WHAT TO DO
Rewrite all the lines below as a numbered list, leaving out any blank lines.

>> BEGIN MATERIAL

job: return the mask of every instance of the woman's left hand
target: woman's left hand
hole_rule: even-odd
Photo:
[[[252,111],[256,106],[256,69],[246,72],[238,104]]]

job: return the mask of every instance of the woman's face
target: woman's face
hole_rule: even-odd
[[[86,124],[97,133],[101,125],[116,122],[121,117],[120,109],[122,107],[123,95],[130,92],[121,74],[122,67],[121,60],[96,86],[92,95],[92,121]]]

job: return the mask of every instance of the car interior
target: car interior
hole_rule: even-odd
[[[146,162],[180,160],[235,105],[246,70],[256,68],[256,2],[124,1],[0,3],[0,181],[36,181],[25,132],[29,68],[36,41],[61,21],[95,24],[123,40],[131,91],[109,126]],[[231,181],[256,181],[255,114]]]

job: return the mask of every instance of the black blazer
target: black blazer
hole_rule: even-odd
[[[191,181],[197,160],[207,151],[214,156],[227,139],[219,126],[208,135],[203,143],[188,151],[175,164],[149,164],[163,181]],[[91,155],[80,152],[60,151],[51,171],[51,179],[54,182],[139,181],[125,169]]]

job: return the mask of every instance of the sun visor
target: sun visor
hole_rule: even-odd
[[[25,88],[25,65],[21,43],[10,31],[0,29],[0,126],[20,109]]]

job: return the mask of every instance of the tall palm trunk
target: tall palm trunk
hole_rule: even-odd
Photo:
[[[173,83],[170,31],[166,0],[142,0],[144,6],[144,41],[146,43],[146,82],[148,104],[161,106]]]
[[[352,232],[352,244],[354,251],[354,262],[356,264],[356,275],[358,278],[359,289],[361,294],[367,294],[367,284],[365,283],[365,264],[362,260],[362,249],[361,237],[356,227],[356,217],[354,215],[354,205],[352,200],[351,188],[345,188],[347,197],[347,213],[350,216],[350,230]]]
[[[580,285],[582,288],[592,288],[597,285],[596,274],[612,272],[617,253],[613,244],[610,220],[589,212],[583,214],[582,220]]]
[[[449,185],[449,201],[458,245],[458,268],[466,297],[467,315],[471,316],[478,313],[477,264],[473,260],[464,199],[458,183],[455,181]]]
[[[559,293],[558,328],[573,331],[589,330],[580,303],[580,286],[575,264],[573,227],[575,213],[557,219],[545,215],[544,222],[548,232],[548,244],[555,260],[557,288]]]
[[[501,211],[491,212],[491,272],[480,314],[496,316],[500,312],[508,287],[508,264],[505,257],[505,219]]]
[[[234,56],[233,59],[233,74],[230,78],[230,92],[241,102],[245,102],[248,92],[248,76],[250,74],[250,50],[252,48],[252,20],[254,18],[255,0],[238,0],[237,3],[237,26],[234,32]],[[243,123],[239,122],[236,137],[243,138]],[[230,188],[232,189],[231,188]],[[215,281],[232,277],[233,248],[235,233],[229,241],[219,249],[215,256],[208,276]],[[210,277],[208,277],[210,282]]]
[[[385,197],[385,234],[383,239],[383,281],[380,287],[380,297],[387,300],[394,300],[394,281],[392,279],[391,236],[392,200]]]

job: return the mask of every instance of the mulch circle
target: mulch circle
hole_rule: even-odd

>> END MATERIAL

SOLUTION
1. job: return the mask of every instance of the woman's left hand
2. target: woman's left hand
3. hole_rule: even-odd
4. Photo:
5. [[[252,111],[256,106],[256,69],[246,72],[238,104]]]
6. job: return the mask of every instance of the woman's face
7. target: woman's face
8. hole_rule: even-odd
9. [[[86,124],[97,133],[101,125],[116,122],[121,117],[120,109],[122,107],[123,95],[130,92],[121,74],[122,67],[121,60],[96,86],[92,95],[92,121]]]
10. job: return the mask of every instance of the car interior
11. target: car interior
12. hole_rule: even-odd
13. [[[146,162],[180,160],[235,105],[246,70],[256,68],[256,2],[124,1],[0,3],[0,181],[36,181],[25,132],[29,68],[36,41],[61,21],[95,24],[123,40],[131,91],[109,126]],[[231,181],[256,181],[255,114]]]
14. job: return the mask of every instance of the black blazer
15. target: black blazer
16. hole_rule: even-odd
17. [[[191,181],[197,160],[207,151],[214,156],[227,139],[219,126],[208,135],[203,143],[188,151],[175,164],[149,164],[163,181]],[[91,155],[80,152],[60,151],[51,171],[51,179],[54,182],[139,181],[125,169]]]
18. job: return the mask of every instance of the sun visor
19. target: sun visor
20. hole_rule: even-odd
21. [[[25,88],[25,65],[21,43],[10,31],[0,29],[0,126],[20,109]]]
22. job: return the mask of every instance of the tall palm trunk
23. target: tall palm trunk
24. hole_rule: even-odd
25. Photo:
26. [[[173,83],[170,31],[166,0],[142,0],[144,6],[144,41],[146,43],[146,82],[148,104],[161,106]]]
27. [[[352,232],[352,244],[354,251],[354,262],[356,264],[356,275],[358,278],[359,289],[361,294],[367,294],[367,284],[365,283],[365,264],[362,260],[362,249],[361,237],[356,227],[356,217],[354,215],[354,205],[352,200],[351,188],[345,188],[347,197],[347,213],[350,216],[350,230]]]
28. [[[580,285],[582,288],[592,288],[597,285],[596,274],[612,272],[617,253],[613,244],[610,220],[589,212],[583,214],[582,220]]]
29. [[[449,185],[449,201],[458,245],[458,268],[466,297],[467,315],[471,316],[478,313],[477,264],[473,260],[464,199],[458,183],[455,181]]]
30. [[[559,293],[558,328],[573,331],[589,330],[580,303],[580,286],[575,264],[573,227],[575,213],[557,219],[545,215],[544,222],[548,232],[548,244],[555,260],[557,288]]]
31. [[[501,211],[491,212],[491,272],[480,314],[496,316],[500,312],[508,287],[508,264],[505,257],[505,219]]]
32. [[[234,56],[233,59],[233,74],[230,78],[230,92],[241,102],[245,102],[248,92],[248,76],[250,74],[250,50],[252,48],[252,20],[254,18],[255,0],[238,0],[237,3],[237,26],[234,32]],[[243,123],[239,122],[236,137],[243,138]],[[230,188],[232,189],[231,188]],[[215,281],[232,277],[233,248],[235,233],[229,241],[219,249],[215,256],[208,276]],[[210,277],[208,277],[210,282]]]
33. [[[385,197],[385,234],[383,239],[383,281],[380,287],[380,297],[387,300],[394,300],[394,281],[392,279],[391,236],[392,200]]]
34. job: return the mask of every instance of the mulch circle
35. target: mulch circle
36. hole_rule: even-odd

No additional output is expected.